| Work required |
Set down the entries below exactly; drop the pictures.

| Supplied records |
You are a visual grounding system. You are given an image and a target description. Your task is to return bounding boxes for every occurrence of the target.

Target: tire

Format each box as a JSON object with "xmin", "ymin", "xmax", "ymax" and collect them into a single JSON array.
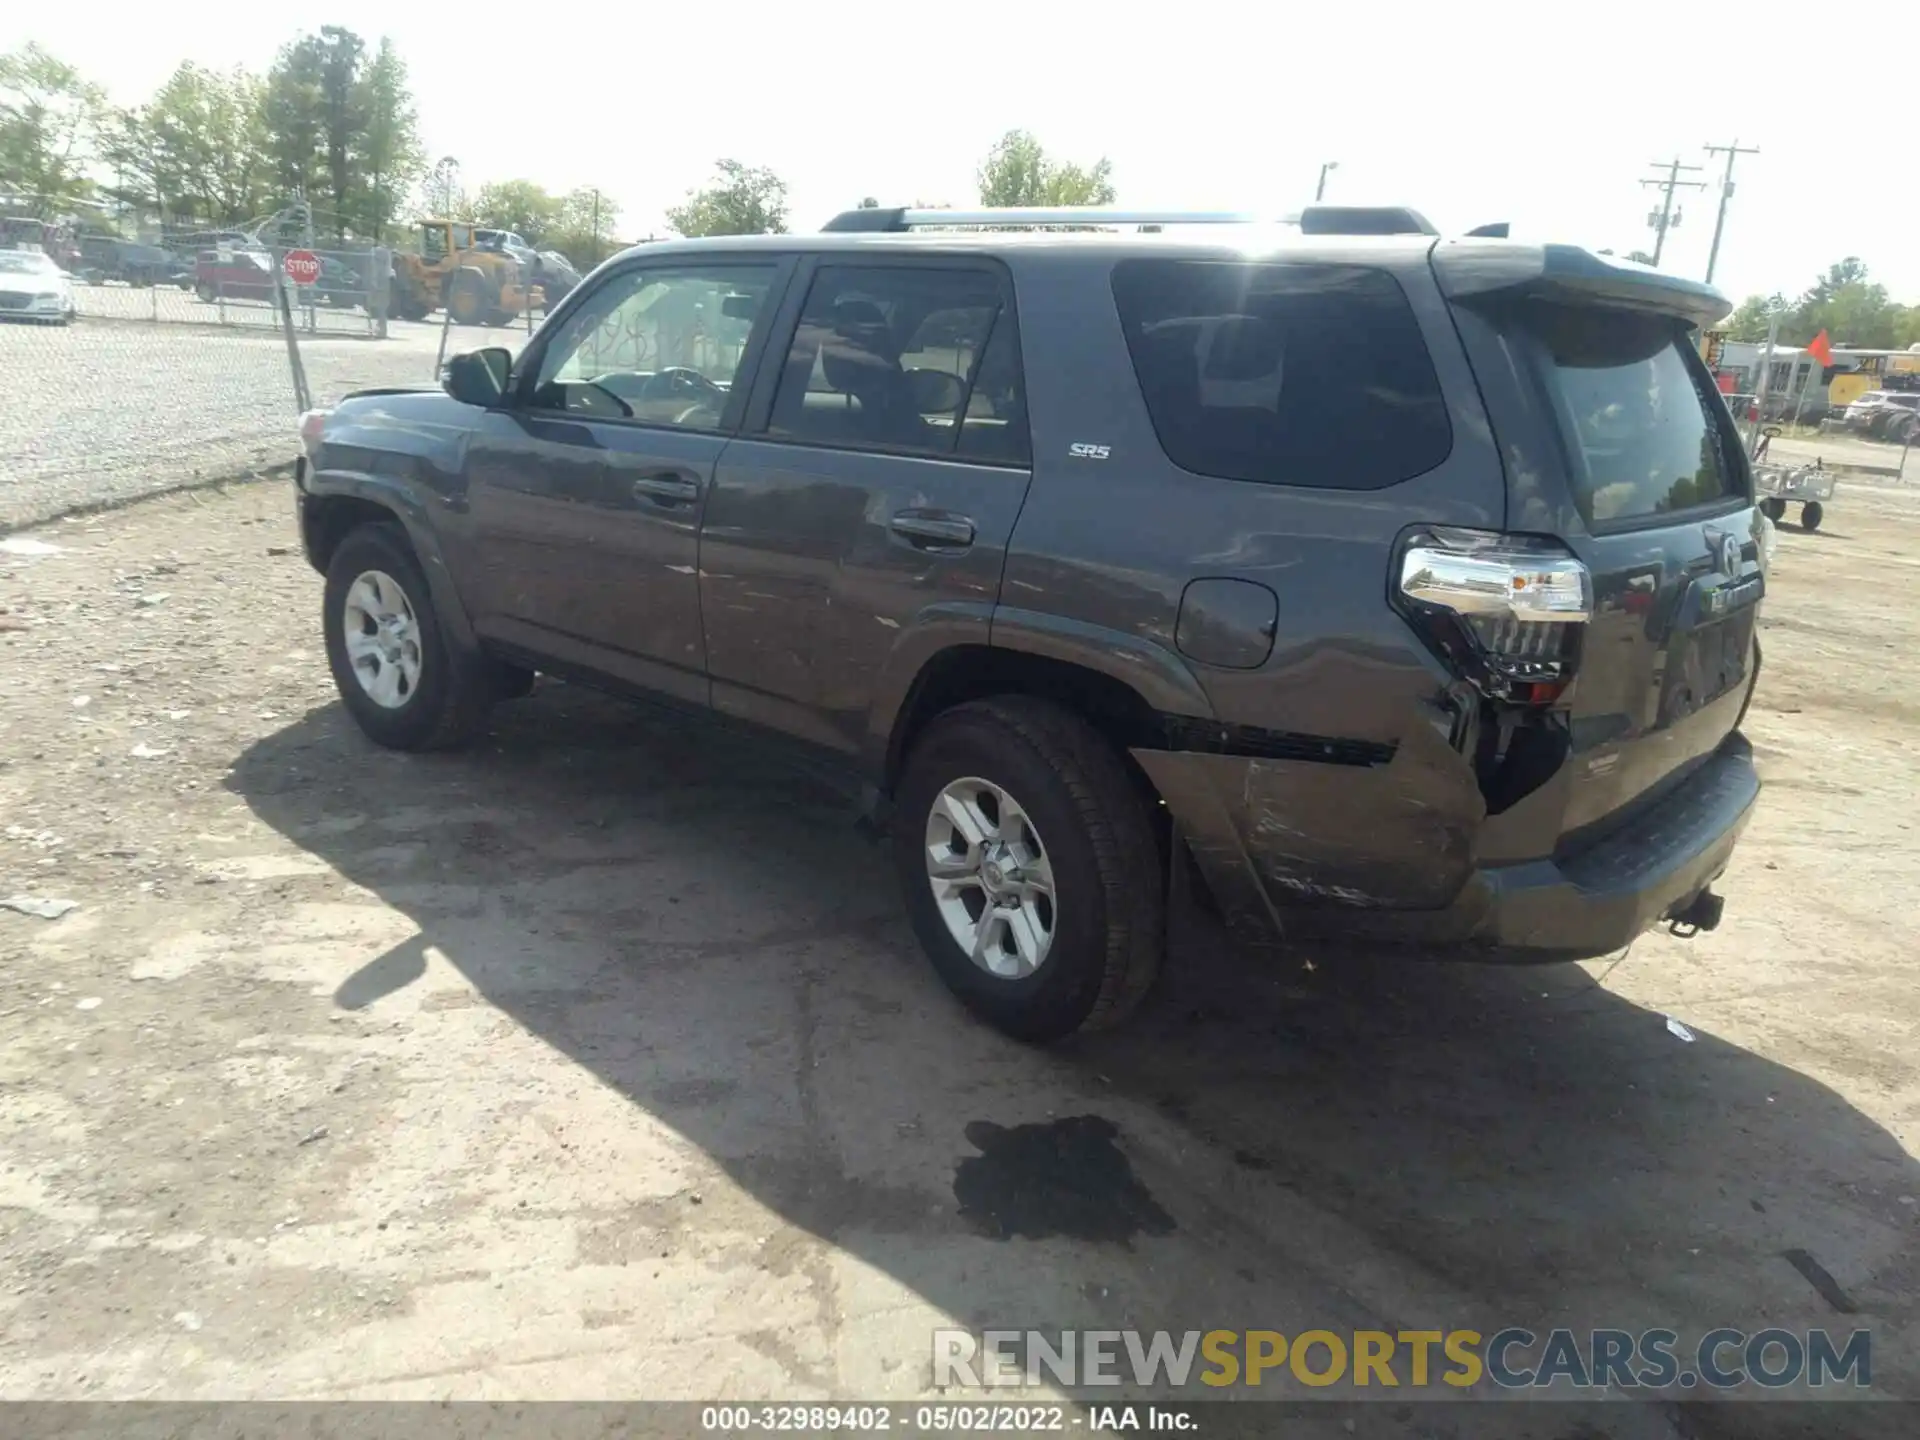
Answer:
[
  {"xmin": 194, "ymin": 280, "xmax": 214, "ymax": 303},
  {"xmin": 1761, "ymin": 497, "xmax": 1786, "ymax": 521},
  {"xmin": 892, "ymin": 696, "xmax": 1165, "ymax": 1042},
  {"xmin": 322, "ymin": 523, "xmax": 493, "ymax": 751},
  {"xmin": 444, "ymin": 272, "xmax": 491, "ymax": 326},
  {"xmin": 1801, "ymin": 500, "xmax": 1824, "ymax": 532}
]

| Answer to the exercise |
You are a visual grounding system. You are given an image and a target description. Your task is to return bounding boxes for every occurrence of the target.

Target: tire

Format each box as a JSON object with "xmin", "ymin", "xmax", "ymax" and collect them into a single JSON array.
Answer:
[
  {"xmin": 194, "ymin": 280, "xmax": 214, "ymax": 303},
  {"xmin": 1761, "ymin": 497, "xmax": 1786, "ymax": 521},
  {"xmin": 892, "ymin": 696, "xmax": 1165, "ymax": 1042},
  {"xmin": 322, "ymin": 523, "xmax": 493, "ymax": 751},
  {"xmin": 444, "ymin": 272, "xmax": 491, "ymax": 326},
  {"xmin": 1801, "ymin": 500, "xmax": 1824, "ymax": 532}
]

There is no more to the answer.